DOCUMENT PASSAGE:
______

Network Tests: Setting Our Expectations
Before we do anything else, we should test our hard drives without using the network to see what kind of bandwidth we can expect from them in an ideal scenario.
There are two PCs taking part in our real-world gigabit network. The first, which we’ll call the server, has two drives. Its primary drive is a 320 GB Seagate Barracuda ST3320620AS that’s a couple of years old. The server acts as a network-attached storage (NAS) device for a RAID array consisting of two 1 TB Hitachi Deskstar 0A-38016 drives, mirrored for redundancy.
The second PC on the network, which we’ll call the client, has only one drive: a 500 GB Western Digital Caviar 00AAJS-00YFA that is about six months old.
We first test the speed of both the server's and client computer's C: drives and see what kind of read performance we can expect to get from them. We’ll use SiSoftware Sandra 2009’s hard disk benchmark:
Right out of the gate, our hopes for achieving gigabit speed file transfers have disappeared. Both of our single hard disks have a maximum read speed of about 75 MB/s in ideal situations. Since this is a real-world test and the drives are about 60% full, we can expect read speeds closer to the 65 MB/s index that both of these drives share.
But have a look at the RAID 1 array performance–the great thing about this RAID 1 array is that the hardware RAID controller can increase read performance by pulling data from both drives simultaneously, similar to how a striped RAID 0 array can; note that this effect will probably only occur with hardware RAID controllers, not software RAID solutions. In our tests, the RAID array gives us much faster read performance than a single drive can, so our best chance for a quick file transfer over the network looks like it’s with our RAID 1 array. While the RAID array is delivering an impressive peak 108 MB/s, we should be seeing real-world performance close to its 88 MB/s index because this array is about 55% full.

______

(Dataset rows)
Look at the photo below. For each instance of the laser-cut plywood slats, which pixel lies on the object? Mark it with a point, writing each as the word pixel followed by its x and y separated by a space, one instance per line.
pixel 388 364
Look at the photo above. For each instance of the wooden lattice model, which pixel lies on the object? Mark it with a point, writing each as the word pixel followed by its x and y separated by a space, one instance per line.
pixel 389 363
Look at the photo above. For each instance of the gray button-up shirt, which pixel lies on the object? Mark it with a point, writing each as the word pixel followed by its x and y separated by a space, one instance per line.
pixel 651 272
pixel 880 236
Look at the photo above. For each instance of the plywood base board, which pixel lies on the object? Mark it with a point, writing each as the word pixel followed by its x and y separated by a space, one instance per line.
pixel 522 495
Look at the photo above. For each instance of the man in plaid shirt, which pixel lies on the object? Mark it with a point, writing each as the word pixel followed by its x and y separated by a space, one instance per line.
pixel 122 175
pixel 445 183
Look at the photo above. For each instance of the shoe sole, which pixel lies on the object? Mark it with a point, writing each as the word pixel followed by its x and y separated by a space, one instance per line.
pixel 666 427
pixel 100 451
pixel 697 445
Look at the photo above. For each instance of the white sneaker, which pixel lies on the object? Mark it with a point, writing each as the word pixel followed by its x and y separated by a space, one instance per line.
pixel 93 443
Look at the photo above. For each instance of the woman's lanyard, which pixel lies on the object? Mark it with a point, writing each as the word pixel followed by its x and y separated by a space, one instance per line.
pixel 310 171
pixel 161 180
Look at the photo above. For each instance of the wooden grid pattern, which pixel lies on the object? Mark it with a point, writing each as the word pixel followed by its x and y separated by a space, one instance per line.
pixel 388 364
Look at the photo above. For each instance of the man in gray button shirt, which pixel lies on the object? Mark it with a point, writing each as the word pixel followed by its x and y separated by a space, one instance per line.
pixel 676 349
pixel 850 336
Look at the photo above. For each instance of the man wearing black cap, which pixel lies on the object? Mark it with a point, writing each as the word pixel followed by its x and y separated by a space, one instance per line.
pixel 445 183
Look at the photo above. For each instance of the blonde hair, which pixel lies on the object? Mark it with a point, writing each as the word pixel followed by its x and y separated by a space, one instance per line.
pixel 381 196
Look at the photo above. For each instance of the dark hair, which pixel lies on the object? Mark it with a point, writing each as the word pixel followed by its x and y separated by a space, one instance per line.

______

OBJECTIVE 1: In the gigabit network test passage, what real-world read speed is expected from the RAID 1 array?
OBJECTIVE 2: Resume the gigabit network test passage, starting right after its final sentence.

RESPONSE 1: Close to its 88 MB/s index, because the array is about 55% full.

RESPONSE 2:
So, we should be able to demonstrate about 88 MB/s over our gigabit network, right? It’s not that close to a gigabit network’s 125 MB/s ceiling, but it’s a lot faster than 100 megabit networks that have a 12.5 MB/s ceiling, so 88 MB/s would be great in practice.
Not so fast. Just because our drives can read this quickly doesn’t mean they can write that fast in a real-world situation. Let’s try a few disk write tests before even using the network to see what happens. We’ll start with our server and copy a 4.3 GB image file from the speedy RAID array to the 320 GB system drive, and then back again. Then we'll try copying a file from the client PC's D: drive to its C: drive.
Yuck! Copying from the quick RAID array to the C: drive results in a mere 41 MB/s average transfer speed. And when copying from the C: drive to our RAID 1 array, the transfer speed drops even more to about 25 MB/s. What is going on here?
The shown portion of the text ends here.